◆ **THE TASK**: Copy out the records verbatim, from the line containing "Mark the region of every instance of the thumb." through the line containing "169L163 167L162 161L158", with both lines included.

◆ **GIVEN RECORDS**:
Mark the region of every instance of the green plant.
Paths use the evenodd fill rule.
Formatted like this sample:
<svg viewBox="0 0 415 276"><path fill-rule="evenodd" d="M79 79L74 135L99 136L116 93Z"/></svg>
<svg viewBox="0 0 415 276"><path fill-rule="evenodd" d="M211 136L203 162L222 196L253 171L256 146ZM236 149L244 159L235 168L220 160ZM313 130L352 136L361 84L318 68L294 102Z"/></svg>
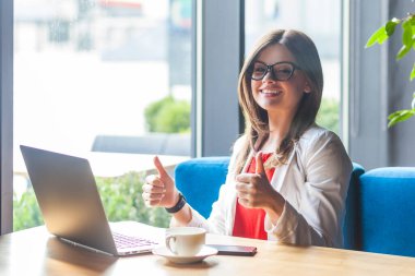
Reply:
<svg viewBox="0 0 415 276"><path fill-rule="evenodd" d="M149 105L144 117L150 132L179 133L190 131L190 104L167 96Z"/></svg>
<svg viewBox="0 0 415 276"><path fill-rule="evenodd" d="M402 47L396 53L396 60L401 60L406 56L411 49L415 51L415 14L410 13L404 19L392 19L388 21L383 26L378 28L366 43L366 48L374 46L375 44L382 45L386 40L391 37L398 25L402 26ZM415 79L415 63L412 68L410 74L410 81ZM388 127L392 127L399 122L403 122L411 117L415 116L415 93L413 94L413 99L411 104L411 109L402 109L389 115Z"/></svg>
<svg viewBox="0 0 415 276"><path fill-rule="evenodd" d="M170 215L164 208L149 208L141 197L143 173L129 172L117 178L96 178L97 188L109 221L135 220L168 227ZM44 220L33 189L13 197L13 231L43 225Z"/></svg>
<svg viewBox="0 0 415 276"><path fill-rule="evenodd" d="M323 98L316 121L319 125L339 133L339 100Z"/></svg>
<svg viewBox="0 0 415 276"><path fill-rule="evenodd" d="M20 197L13 193L13 231L43 224L44 219L33 189L29 188Z"/></svg>

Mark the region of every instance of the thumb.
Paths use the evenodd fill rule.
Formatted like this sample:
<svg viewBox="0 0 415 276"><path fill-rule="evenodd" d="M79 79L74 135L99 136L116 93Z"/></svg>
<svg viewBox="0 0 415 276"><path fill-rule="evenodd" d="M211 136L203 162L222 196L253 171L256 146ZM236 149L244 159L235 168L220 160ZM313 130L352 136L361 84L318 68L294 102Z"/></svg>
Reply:
<svg viewBox="0 0 415 276"><path fill-rule="evenodd" d="M263 163L262 163L262 152L259 152L257 154L256 163L257 163L256 173L265 175L265 168L263 167Z"/></svg>
<svg viewBox="0 0 415 276"><path fill-rule="evenodd" d="M166 169L163 167L162 161L158 159L158 156L155 156L153 161L154 161L154 166L156 167L156 169L158 171L159 177L161 178L168 177L168 173L167 173Z"/></svg>

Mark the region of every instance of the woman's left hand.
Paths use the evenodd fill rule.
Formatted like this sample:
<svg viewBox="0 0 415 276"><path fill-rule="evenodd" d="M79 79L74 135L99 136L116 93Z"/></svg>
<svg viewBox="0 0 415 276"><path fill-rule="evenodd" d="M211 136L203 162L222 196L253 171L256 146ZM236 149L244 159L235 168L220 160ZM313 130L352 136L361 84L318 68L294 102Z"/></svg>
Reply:
<svg viewBox="0 0 415 276"><path fill-rule="evenodd" d="M240 173L236 177L238 202L247 208L263 208L266 213L281 216L285 200L275 191L266 178L262 153L256 156L256 173Z"/></svg>

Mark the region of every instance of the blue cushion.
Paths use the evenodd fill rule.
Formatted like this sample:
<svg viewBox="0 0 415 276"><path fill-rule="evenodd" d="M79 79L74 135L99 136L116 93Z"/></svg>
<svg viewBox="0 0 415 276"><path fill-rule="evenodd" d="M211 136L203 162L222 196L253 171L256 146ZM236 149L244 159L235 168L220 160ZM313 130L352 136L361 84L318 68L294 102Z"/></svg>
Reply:
<svg viewBox="0 0 415 276"><path fill-rule="evenodd" d="M205 218L225 183L228 165L229 157L202 157L181 163L175 169L177 188Z"/></svg>
<svg viewBox="0 0 415 276"><path fill-rule="evenodd" d="M364 251L415 256L415 168L379 168L360 177Z"/></svg>
<svg viewBox="0 0 415 276"><path fill-rule="evenodd" d="M346 197L346 215L343 226L343 241L345 249L359 250L361 247L359 219L359 177L365 169L357 163L353 163L351 183Z"/></svg>

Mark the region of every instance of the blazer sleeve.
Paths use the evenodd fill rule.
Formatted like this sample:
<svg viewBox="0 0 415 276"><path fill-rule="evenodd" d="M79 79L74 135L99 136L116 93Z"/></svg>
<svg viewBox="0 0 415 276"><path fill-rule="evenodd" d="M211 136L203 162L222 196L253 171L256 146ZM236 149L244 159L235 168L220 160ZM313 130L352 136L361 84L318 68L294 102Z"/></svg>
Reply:
<svg viewBox="0 0 415 276"><path fill-rule="evenodd" d="M341 140L328 131L313 139L301 155L305 179L295 179L304 181L298 191L299 207L286 201L276 225L265 217L269 238L300 245L342 247L352 161Z"/></svg>
<svg viewBox="0 0 415 276"><path fill-rule="evenodd" d="M235 144L233 154L230 156L228 173L226 176L226 181L221 185L220 195L215 203L212 205L212 213L208 219L199 214L198 211L190 206L192 218L187 226L201 227L206 229L211 233L228 235L226 232L226 219L230 212L229 200L233 199L235 193L235 166L236 158L240 152L245 137L239 137Z"/></svg>

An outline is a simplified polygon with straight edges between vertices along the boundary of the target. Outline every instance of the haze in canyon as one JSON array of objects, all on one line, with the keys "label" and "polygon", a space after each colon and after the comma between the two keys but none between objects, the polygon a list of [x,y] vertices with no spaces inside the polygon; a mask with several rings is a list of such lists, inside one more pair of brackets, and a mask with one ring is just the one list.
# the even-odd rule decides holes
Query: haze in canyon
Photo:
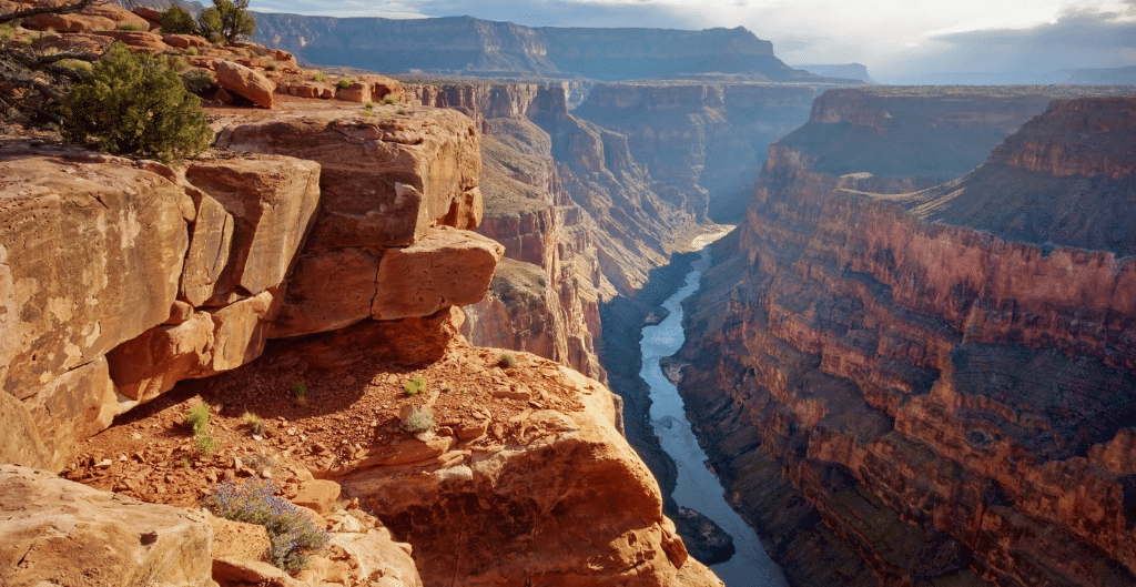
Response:
[{"label": "haze in canyon", "polygon": [[14,30],[217,135],[0,139],[0,582],[1136,585],[1133,0],[251,8]]}]

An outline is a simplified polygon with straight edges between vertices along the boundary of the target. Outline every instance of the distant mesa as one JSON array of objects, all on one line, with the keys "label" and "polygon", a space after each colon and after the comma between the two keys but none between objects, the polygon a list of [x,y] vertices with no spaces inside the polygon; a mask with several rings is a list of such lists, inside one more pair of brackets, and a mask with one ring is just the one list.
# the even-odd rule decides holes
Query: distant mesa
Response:
[{"label": "distant mesa", "polygon": [[599,81],[702,74],[810,81],[744,27],[529,27],[468,16],[396,20],[257,14],[253,41],[301,61],[385,73]]},{"label": "distant mesa", "polygon": [[845,64],[845,65],[832,65],[832,64],[810,64],[810,65],[794,65],[791,66],[794,69],[804,69],[817,74],[821,77],[843,77],[845,79],[859,79],[861,82],[867,82],[869,84],[877,83],[875,79],[868,75],[868,68],[862,64]]}]

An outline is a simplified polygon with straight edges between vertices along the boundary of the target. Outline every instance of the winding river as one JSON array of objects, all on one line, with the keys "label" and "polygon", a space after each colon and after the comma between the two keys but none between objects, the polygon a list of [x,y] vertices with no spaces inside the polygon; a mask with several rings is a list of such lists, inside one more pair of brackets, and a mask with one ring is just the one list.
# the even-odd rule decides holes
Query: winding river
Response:
[{"label": "winding river", "polygon": [[710,567],[727,587],[785,587],[780,569],[761,547],[753,529],[735,512],[722,496],[718,478],[711,473],[691,425],[683,410],[678,389],[662,374],[659,360],[675,354],[683,345],[682,302],[699,288],[699,279],[710,266],[705,250],[686,275],[686,284],[671,295],[663,307],[670,315],[657,326],[643,328],[643,370],[640,376],[651,387],[651,424],[662,443],[662,450],[678,466],[678,485],[674,498],[679,506],[701,512],[734,537],[737,550],[730,560]]}]

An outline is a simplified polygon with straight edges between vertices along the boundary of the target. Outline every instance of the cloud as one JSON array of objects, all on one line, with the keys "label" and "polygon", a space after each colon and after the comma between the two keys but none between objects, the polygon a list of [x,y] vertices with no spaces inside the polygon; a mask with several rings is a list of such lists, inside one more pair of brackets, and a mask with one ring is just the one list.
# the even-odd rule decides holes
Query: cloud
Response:
[{"label": "cloud", "polygon": [[[1029,28],[934,35],[910,62],[884,78],[907,76],[911,77],[907,81],[917,82],[918,72],[1046,74],[1136,65],[1136,19],[1128,16],[1136,11],[1136,3],[1126,2],[1130,8],[1122,12],[1067,10],[1053,23]],[[1038,82],[1056,79],[1035,77]]]}]

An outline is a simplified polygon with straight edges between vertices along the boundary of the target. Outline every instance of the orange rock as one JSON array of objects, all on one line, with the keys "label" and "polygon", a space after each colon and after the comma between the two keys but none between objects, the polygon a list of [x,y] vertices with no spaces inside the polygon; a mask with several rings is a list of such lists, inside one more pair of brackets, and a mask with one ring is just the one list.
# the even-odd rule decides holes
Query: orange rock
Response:
[{"label": "orange rock", "polygon": [[217,85],[241,94],[265,108],[273,107],[273,92],[276,91],[276,84],[270,79],[233,61],[219,61],[215,67],[217,68]]}]

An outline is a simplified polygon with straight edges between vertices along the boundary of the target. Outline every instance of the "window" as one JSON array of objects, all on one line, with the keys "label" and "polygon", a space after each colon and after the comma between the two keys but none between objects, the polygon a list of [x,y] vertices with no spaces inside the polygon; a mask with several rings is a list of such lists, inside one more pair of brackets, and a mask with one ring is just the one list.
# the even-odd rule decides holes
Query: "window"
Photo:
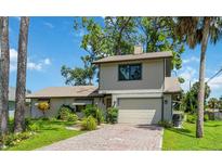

◆ **ANSWER**:
Mark the region of every instance of the thumb.
Paths use the evenodd fill rule.
Formatted like this sample:
<svg viewBox="0 0 415 276"><path fill-rule="evenodd" d="M79 79L74 135L99 136L116 93Z"/></svg>
<svg viewBox="0 0 415 276"><path fill-rule="evenodd" d="M211 136L203 162L222 196L253 171L256 146ZM236 149L244 159L235 168L220 160ZM313 130L352 136L361 84L318 68L294 102Z"/></svg>
Reply:
<svg viewBox="0 0 415 276"><path fill-rule="evenodd" d="M263 163L262 163L262 152L259 152L257 154L256 163L257 163L256 173L265 175L265 168L263 167Z"/></svg>
<svg viewBox="0 0 415 276"><path fill-rule="evenodd" d="M166 169L163 167L162 161L158 159L158 156L155 156L153 161L154 161L154 166L156 167L156 169L158 171L159 177L161 178L168 177L168 173L167 173Z"/></svg>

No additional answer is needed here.